Items from a data source:
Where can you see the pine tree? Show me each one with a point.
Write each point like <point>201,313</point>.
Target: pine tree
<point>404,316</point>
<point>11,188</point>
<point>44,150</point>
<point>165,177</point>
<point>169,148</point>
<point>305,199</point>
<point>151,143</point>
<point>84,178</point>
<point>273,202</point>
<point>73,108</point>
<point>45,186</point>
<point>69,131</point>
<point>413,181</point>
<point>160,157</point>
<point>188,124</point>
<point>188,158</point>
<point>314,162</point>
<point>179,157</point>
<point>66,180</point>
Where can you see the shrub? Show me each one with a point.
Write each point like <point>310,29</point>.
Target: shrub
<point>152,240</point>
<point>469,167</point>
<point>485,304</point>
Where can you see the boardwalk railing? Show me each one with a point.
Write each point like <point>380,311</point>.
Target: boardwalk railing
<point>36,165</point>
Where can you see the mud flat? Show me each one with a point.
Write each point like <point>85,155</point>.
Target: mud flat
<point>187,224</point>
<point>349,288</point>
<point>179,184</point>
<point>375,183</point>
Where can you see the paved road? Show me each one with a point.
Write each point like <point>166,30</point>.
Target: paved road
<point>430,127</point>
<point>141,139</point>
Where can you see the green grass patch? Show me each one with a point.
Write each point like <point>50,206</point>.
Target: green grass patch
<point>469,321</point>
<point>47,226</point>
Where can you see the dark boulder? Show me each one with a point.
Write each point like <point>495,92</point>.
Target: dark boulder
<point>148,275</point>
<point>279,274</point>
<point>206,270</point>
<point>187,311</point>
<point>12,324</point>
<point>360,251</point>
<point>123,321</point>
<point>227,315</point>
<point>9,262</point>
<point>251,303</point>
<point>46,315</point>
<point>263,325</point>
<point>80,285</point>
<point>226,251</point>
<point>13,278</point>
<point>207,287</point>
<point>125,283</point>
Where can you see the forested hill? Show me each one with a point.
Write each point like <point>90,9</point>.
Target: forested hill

YOUR ASSIGNMENT: Exactly the lines from the start of the entries through the one bearing "Write each point like <point>201,313</point>." are to be output, with both ends included.

ANSWER BOX:
Where can you see the pine tree? Show me each one with a point.
Write each point like <point>201,313</point>.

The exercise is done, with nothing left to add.